**Collection entries**

______________________________

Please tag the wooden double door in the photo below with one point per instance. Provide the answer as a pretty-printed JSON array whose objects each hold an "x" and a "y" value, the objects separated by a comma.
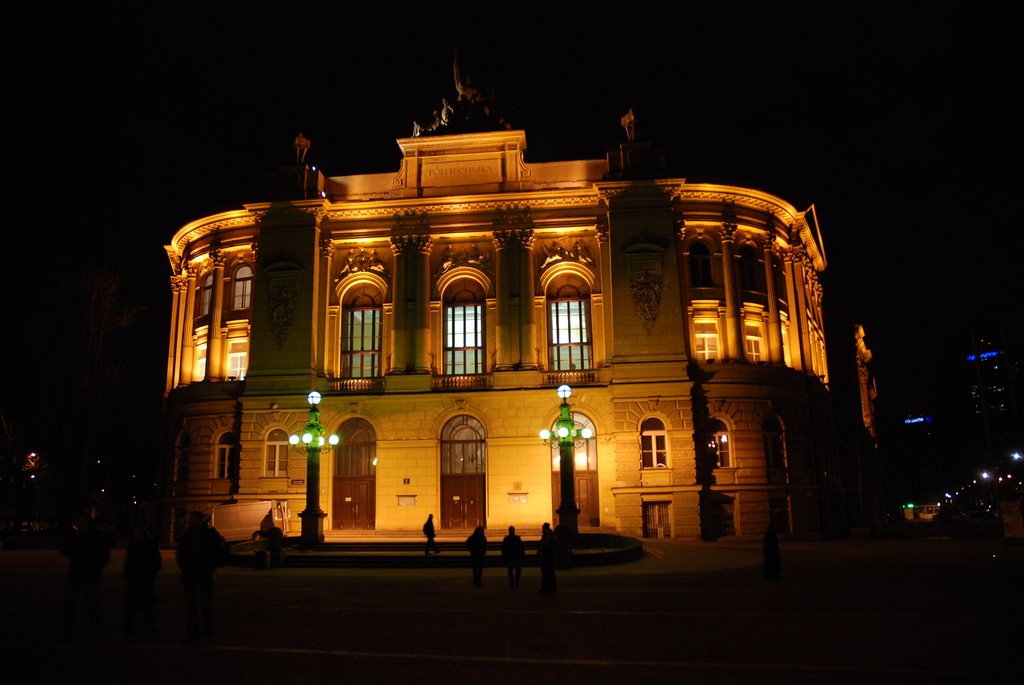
[{"x": 354, "y": 503}]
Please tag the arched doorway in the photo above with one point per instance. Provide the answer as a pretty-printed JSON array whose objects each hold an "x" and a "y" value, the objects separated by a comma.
[
  {"x": 355, "y": 477},
  {"x": 585, "y": 470},
  {"x": 463, "y": 471}
]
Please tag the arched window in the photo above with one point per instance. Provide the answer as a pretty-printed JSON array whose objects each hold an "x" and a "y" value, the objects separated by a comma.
[
  {"x": 720, "y": 441},
  {"x": 464, "y": 350},
  {"x": 700, "y": 266},
  {"x": 774, "y": 447},
  {"x": 243, "y": 287},
  {"x": 206, "y": 295},
  {"x": 360, "y": 333},
  {"x": 221, "y": 457},
  {"x": 568, "y": 327},
  {"x": 749, "y": 279},
  {"x": 653, "y": 443},
  {"x": 584, "y": 452},
  {"x": 463, "y": 446},
  {"x": 357, "y": 453},
  {"x": 275, "y": 451}
]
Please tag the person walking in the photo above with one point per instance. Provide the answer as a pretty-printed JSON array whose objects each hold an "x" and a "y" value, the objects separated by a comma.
[
  {"x": 513, "y": 553},
  {"x": 549, "y": 558},
  {"x": 88, "y": 552},
  {"x": 773, "y": 558},
  {"x": 201, "y": 551},
  {"x": 142, "y": 562},
  {"x": 477, "y": 545},
  {"x": 428, "y": 530}
]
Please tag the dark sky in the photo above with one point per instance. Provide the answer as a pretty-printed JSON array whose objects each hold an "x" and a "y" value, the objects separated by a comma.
[{"x": 899, "y": 121}]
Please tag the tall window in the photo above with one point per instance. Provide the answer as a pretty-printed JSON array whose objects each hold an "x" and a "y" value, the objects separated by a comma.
[
  {"x": 200, "y": 372},
  {"x": 243, "y": 287},
  {"x": 752, "y": 336},
  {"x": 357, "y": 453},
  {"x": 463, "y": 446},
  {"x": 653, "y": 443},
  {"x": 720, "y": 439},
  {"x": 774, "y": 456},
  {"x": 238, "y": 358},
  {"x": 360, "y": 336},
  {"x": 706, "y": 340},
  {"x": 700, "y": 266},
  {"x": 749, "y": 269},
  {"x": 568, "y": 318},
  {"x": 222, "y": 455},
  {"x": 206, "y": 295},
  {"x": 464, "y": 350},
  {"x": 275, "y": 452}
]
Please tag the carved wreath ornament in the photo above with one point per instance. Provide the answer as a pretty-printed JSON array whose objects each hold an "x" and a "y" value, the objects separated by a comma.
[{"x": 646, "y": 289}]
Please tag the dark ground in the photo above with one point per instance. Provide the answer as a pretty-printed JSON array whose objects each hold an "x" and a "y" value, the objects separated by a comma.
[{"x": 852, "y": 611}]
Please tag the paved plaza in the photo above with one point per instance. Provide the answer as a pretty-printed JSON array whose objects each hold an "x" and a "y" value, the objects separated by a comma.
[{"x": 850, "y": 611}]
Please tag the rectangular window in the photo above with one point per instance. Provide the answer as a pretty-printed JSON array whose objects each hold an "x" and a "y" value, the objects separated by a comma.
[
  {"x": 570, "y": 344},
  {"x": 464, "y": 340},
  {"x": 238, "y": 358},
  {"x": 752, "y": 335},
  {"x": 653, "y": 450},
  {"x": 360, "y": 345},
  {"x": 221, "y": 462},
  {"x": 276, "y": 460},
  {"x": 706, "y": 340}
]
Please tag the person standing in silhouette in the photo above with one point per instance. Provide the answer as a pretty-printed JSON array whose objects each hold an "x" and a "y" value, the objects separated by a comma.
[
  {"x": 549, "y": 558},
  {"x": 773, "y": 558},
  {"x": 201, "y": 551},
  {"x": 428, "y": 530},
  {"x": 142, "y": 562},
  {"x": 477, "y": 546},
  {"x": 512, "y": 554},
  {"x": 88, "y": 552}
]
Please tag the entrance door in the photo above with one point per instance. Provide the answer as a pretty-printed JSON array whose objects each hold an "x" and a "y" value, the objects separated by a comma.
[
  {"x": 462, "y": 502},
  {"x": 354, "y": 504}
]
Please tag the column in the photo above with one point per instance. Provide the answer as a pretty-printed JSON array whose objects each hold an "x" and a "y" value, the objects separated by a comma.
[
  {"x": 503, "y": 345},
  {"x": 214, "y": 345},
  {"x": 774, "y": 324},
  {"x": 399, "y": 333},
  {"x": 187, "y": 330},
  {"x": 733, "y": 323},
  {"x": 527, "y": 326},
  {"x": 421, "y": 315}
]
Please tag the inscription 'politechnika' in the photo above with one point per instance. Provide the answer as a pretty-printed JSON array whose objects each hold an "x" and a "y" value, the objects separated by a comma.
[{"x": 460, "y": 171}]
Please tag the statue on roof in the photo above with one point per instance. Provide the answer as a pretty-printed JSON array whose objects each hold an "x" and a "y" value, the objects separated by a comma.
[{"x": 473, "y": 110}]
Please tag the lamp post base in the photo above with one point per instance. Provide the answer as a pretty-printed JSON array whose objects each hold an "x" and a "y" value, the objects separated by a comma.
[{"x": 312, "y": 528}]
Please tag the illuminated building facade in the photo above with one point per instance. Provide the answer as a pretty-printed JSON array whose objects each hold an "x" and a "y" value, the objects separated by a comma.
[{"x": 436, "y": 308}]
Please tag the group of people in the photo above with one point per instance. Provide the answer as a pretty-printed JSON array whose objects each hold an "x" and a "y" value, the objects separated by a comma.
[
  {"x": 513, "y": 553},
  {"x": 201, "y": 550}
]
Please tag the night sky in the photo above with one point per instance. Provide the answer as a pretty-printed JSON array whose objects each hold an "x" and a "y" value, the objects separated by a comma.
[{"x": 900, "y": 122}]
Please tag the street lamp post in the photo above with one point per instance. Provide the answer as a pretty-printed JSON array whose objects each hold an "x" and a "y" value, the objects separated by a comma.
[
  {"x": 312, "y": 441},
  {"x": 565, "y": 436}
]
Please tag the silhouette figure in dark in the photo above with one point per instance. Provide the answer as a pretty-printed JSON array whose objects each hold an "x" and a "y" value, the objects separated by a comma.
[
  {"x": 201, "y": 551},
  {"x": 88, "y": 552},
  {"x": 428, "y": 530},
  {"x": 773, "y": 558},
  {"x": 477, "y": 546},
  {"x": 512, "y": 555},
  {"x": 549, "y": 558},
  {"x": 142, "y": 562}
]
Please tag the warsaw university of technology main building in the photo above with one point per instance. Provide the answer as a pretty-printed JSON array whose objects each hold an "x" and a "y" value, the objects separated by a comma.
[{"x": 438, "y": 307}]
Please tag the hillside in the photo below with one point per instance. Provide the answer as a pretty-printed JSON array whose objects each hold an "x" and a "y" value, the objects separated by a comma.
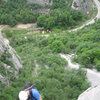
[{"x": 47, "y": 57}]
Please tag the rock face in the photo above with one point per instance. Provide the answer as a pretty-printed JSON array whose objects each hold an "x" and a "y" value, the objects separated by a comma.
[
  {"x": 83, "y": 5},
  {"x": 10, "y": 63}
]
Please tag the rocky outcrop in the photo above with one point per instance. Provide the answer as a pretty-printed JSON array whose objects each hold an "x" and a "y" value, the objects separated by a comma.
[
  {"x": 83, "y": 5},
  {"x": 10, "y": 63}
]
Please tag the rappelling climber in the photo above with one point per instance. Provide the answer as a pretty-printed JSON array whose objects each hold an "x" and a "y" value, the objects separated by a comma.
[{"x": 29, "y": 93}]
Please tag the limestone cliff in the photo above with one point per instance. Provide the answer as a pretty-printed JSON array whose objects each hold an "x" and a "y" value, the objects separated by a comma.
[{"x": 9, "y": 62}]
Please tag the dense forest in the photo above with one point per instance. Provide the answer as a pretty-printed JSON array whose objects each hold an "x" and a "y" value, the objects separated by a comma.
[
  {"x": 40, "y": 57},
  {"x": 18, "y": 11},
  {"x": 54, "y": 81},
  {"x": 60, "y": 14}
]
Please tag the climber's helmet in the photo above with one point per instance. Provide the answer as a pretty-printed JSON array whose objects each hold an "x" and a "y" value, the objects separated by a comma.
[{"x": 23, "y": 95}]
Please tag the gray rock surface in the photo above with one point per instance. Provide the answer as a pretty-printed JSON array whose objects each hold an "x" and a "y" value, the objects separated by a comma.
[{"x": 10, "y": 69}]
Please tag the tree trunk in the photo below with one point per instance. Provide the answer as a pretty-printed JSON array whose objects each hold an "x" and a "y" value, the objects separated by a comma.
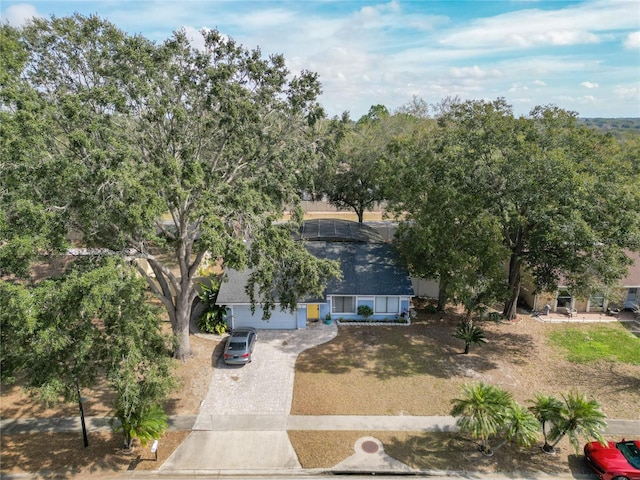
[
  {"x": 442, "y": 293},
  {"x": 181, "y": 329},
  {"x": 510, "y": 307}
]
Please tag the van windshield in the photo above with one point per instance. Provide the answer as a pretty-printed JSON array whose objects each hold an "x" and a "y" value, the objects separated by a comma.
[{"x": 631, "y": 453}]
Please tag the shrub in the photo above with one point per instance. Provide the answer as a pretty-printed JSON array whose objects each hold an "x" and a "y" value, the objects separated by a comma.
[
  {"x": 431, "y": 308},
  {"x": 212, "y": 319},
  {"x": 365, "y": 311}
]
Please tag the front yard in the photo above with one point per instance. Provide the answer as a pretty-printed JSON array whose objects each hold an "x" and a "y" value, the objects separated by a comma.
[
  {"x": 399, "y": 370},
  {"x": 418, "y": 370}
]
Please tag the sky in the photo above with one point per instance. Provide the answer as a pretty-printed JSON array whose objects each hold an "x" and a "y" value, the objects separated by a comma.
[{"x": 582, "y": 56}]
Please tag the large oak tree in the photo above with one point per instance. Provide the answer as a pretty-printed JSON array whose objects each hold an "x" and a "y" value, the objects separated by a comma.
[
  {"x": 168, "y": 153},
  {"x": 538, "y": 193}
]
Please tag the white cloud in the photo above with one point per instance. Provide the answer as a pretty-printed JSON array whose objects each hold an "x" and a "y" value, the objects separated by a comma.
[
  {"x": 632, "y": 41},
  {"x": 528, "y": 28},
  {"x": 19, "y": 15},
  {"x": 475, "y": 72}
]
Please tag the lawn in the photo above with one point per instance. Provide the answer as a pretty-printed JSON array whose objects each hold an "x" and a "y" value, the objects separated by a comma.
[
  {"x": 401, "y": 370},
  {"x": 418, "y": 370},
  {"x": 583, "y": 345}
]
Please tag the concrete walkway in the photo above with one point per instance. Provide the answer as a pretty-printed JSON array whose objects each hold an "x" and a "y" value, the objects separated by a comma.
[{"x": 243, "y": 421}]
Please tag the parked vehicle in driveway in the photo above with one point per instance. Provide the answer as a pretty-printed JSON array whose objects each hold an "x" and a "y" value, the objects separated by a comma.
[
  {"x": 615, "y": 461},
  {"x": 239, "y": 346}
]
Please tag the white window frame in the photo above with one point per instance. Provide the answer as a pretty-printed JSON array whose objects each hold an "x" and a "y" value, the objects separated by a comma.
[
  {"x": 385, "y": 299},
  {"x": 334, "y": 306}
]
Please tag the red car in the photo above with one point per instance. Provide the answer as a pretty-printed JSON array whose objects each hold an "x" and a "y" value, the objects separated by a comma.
[{"x": 614, "y": 461}]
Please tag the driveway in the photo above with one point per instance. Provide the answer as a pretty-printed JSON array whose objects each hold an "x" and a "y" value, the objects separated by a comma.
[{"x": 243, "y": 419}]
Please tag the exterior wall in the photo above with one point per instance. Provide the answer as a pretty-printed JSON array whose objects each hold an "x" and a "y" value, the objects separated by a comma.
[
  {"x": 301, "y": 317},
  {"x": 241, "y": 317},
  {"x": 404, "y": 304},
  {"x": 425, "y": 287},
  {"x": 322, "y": 206}
]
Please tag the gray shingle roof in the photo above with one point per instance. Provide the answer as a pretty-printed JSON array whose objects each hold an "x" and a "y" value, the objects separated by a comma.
[
  {"x": 369, "y": 266},
  {"x": 367, "y": 269},
  {"x": 334, "y": 230}
]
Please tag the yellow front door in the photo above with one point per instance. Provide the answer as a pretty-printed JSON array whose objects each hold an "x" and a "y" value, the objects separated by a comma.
[{"x": 313, "y": 311}]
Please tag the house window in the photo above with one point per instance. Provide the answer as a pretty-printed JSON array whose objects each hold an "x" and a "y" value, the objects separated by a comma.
[
  {"x": 387, "y": 304},
  {"x": 564, "y": 298},
  {"x": 596, "y": 302},
  {"x": 343, "y": 305}
]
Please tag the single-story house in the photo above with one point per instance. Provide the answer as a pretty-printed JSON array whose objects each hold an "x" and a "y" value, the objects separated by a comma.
[
  {"x": 563, "y": 299},
  {"x": 371, "y": 275}
]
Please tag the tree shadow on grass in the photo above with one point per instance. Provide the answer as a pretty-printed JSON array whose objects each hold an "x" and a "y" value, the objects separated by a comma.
[
  {"x": 424, "y": 348},
  {"x": 45, "y": 453},
  {"x": 453, "y": 451}
]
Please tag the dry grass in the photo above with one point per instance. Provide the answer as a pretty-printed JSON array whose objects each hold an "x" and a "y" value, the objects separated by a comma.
[
  {"x": 414, "y": 370},
  {"x": 417, "y": 370},
  {"x": 435, "y": 451},
  {"x": 65, "y": 454}
]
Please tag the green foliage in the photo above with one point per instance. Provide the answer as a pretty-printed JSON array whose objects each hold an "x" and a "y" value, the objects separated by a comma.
[
  {"x": 590, "y": 343},
  {"x": 365, "y": 311},
  {"x": 486, "y": 411},
  {"x": 431, "y": 308},
  {"x": 470, "y": 334},
  {"x": 578, "y": 418},
  {"x": 495, "y": 317},
  {"x": 574, "y": 416},
  {"x": 538, "y": 192},
  {"x": 93, "y": 322},
  {"x": 149, "y": 146},
  {"x": 353, "y": 174},
  {"x": 546, "y": 409},
  {"x": 146, "y": 424},
  {"x": 212, "y": 319}
]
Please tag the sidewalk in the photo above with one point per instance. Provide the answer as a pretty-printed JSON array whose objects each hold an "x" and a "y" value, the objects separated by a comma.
[{"x": 252, "y": 423}]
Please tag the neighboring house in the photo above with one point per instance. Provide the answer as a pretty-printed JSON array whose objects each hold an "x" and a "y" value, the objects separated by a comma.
[
  {"x": 562, "y": 298},
  {"x": 371, "y": 275}
]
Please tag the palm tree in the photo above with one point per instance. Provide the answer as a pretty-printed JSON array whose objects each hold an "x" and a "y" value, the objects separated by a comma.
[
  {"x": 470, "y": 334},
  {"x": 546, "y": 409},
  {"x": 482, "y": 411},
  {"x": 146, "y": 424},
  {"x": 579, "y": 417},
  {"x": 521, "y": 427}
]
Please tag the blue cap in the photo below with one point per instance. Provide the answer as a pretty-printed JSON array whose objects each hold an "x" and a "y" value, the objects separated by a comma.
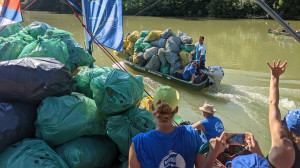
[
  {"x": 292, "y": 120},
  {"x": 251, "y": 160}
]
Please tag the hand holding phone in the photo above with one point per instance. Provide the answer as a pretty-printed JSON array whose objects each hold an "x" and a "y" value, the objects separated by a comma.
[{"x": 236, "y": 139}]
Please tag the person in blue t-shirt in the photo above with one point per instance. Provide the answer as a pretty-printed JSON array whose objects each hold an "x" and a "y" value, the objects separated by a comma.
[
  {"x": 188, "y": 73},
  {"x": 200, "y": 51},
  {"x": 170, "y": 146},
  {"x": 211, "y": 126}
]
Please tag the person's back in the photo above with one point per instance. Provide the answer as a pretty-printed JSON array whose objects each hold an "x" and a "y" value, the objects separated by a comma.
[
  {"x": 177, "y": 149},
  {"x": 213, "y": 127}
]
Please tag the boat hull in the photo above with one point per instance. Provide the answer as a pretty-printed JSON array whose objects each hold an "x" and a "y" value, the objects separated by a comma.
[{"x": 170, "y": 78}]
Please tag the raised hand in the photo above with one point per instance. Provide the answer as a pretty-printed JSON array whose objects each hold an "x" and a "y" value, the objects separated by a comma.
[{"x": 277, "y": 69}]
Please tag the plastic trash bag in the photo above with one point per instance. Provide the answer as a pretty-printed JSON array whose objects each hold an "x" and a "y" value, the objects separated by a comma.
[
  {"x": 177, "y": 66},
  {"x": 40, "y": 78},
  {"x": 84, "y": 77},
  {"x": 165, "y": 69},
  {"x": 118, "y": 92},
  {"x": 53, "y": 48},
  {"x": 31, "y": 153},
  {"x": 137, "y": 45},
  {"x": 161, "y": 56},
  {"x": 171, "y": 57},
  {"x": 141, "y": 60},
  {"x": 153, "y": 35},
  {"x": 175, "y": 39},
  {"x": 150, "y": 52},
  {"x": 153, "y": 64},
  {"x": 61, "y": 119},
  {"x": 10, "y": 50},
  {"x": 88, "y": 152},
  {"x": 185, "y": 39},
  {"x": 160, "y": 43},
  {"x": 36, "y": 29},
  {"x": 10, "y": 30},
  {"x": 122, "y": 128},
  {"x": 172, "y": 46},
  {"x": 16, "y": 123},
  {"x": 144, "y": 33},
  {"x": 146, "y": 46},
  {"x": 167, "y": 33}
]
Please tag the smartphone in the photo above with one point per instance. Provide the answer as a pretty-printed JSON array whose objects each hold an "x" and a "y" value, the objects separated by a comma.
[{"x": 235, "y": 139}]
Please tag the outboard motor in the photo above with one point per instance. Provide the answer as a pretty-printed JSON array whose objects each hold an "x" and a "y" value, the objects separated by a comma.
[{"x": 215, "y": 75}]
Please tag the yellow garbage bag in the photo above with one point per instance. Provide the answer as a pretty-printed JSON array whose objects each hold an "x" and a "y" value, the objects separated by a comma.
[
  {"x": 154, "y": 35},
  {"x": 184, "y": 58},
  {"x": 122, "y": 55},
  {"x": 146, "y": 104}
]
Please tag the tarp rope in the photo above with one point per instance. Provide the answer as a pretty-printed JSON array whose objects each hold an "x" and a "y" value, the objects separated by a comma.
[{"x": 111, "y": 57}]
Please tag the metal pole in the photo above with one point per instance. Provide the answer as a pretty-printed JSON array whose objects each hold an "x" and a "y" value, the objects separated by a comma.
[{"x": 278, "y": 19}]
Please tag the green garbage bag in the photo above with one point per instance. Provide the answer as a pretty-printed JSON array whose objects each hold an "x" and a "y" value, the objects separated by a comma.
[
  {"x": 31, "y": 153},
  {"x": 187, "y": 48},
  {"x": 122, "y": 128},
  {"x": 10, "y": 50},
  {"x": 137, "y": 45},
  {"x": 10, "y": 30},
  {"x": 146, "y": 46},
  {"x": 53, "y": 48},
  {"x": 36, "y": 29},
  {"x": 144, "y": 33},
  {"x": 165, "y": 69},
  {"x": 78, "y": 56},
  {"x": 117, "y": 92},
  {"x": 22, "y": 36},
  {"x": 88, "y": 152},
  {"x": 65, "y": 118},
  {"x": 84, "y": 77}
]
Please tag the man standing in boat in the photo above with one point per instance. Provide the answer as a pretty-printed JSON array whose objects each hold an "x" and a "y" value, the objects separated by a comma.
[{"x": 200, "y": 51}]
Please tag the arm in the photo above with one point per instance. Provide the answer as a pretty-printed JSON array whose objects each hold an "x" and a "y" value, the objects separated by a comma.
[
  {"x": 274, "y": 112},
  {"x": 216, "y": 146},
  {"x": 132, "y": 160}
]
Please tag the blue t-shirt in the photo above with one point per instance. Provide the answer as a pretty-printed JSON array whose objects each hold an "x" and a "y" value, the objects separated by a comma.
[
  {"x": 188, "y": 71},
  {"x": 177, "y": 149},
  {"x": 213, "y": 127},
  {"x": 200, "y": 50}
]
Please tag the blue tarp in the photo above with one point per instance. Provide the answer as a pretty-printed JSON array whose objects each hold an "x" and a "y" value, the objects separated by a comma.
[{"x": 103, "y": 18}]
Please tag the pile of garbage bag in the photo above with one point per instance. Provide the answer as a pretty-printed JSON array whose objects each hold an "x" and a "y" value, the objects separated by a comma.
[
  {"x": 64, "y": 111},
  {"x": 161, "y": 51}
]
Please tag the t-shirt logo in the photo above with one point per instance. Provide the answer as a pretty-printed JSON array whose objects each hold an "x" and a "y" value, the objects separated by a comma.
[
  {"x": 173, "y": 159},
  {"x": 219, "y": 127}
]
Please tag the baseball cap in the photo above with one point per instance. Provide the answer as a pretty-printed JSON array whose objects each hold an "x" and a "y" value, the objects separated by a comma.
[
  {"x": 167, "y": 94},
  {"x": 251, "y": 160},
  {"x": 292, "y": 120}
]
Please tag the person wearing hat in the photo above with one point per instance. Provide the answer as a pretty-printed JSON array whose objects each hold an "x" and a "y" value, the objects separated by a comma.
[
  {"x": 188, "y": 73},
  {"x": 168, "y": 145},
  {"x": 285, "y": 134},
  {"x": 211, "y": 126}
]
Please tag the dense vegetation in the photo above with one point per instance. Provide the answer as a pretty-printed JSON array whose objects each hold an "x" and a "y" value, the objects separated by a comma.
[{"x": 288, "y": 9}]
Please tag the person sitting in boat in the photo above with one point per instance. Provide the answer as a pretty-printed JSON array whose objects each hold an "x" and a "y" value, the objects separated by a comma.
[
  {"x": 211, "y": 126},
  {"x": 169, "y": 145},
  {"x": 188, "y": 73},
  {"x": 200, "y": 51},
  {"x": 285, "y": 134}
]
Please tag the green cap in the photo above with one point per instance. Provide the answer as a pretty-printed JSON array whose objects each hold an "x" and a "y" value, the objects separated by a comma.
[{"x": 167, "y": 94}]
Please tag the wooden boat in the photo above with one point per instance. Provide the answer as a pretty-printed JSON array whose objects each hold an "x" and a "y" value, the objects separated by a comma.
[
  {"x": 214, "y": 75},
  {"x": 276, "y": 32}
]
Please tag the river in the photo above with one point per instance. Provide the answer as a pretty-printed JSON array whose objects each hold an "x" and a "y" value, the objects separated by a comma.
[{"x": 240, "y": 46}]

______________________________

Every line from the one containing "Please tag the wooden boat" through the end of the entries above must be echoed exactly, with both ends kept.

Please tag the wooden boat in the photo above with one point per instance. Provide the answer as a pretty-printed JSON array whose objects each hold an "x" and a "y" value, the objects separated by a comma.
[
  {"x": 214, "y": 75},
  {"x": 276, "y": 32}
]
Please tag the river in the photo above with one point per instance. Provide the answer as a pretty-printed JSON array whose objects each hold an "x" and a "y" value, the objects separated by a comma.
[{"x": 240, "y": 46}]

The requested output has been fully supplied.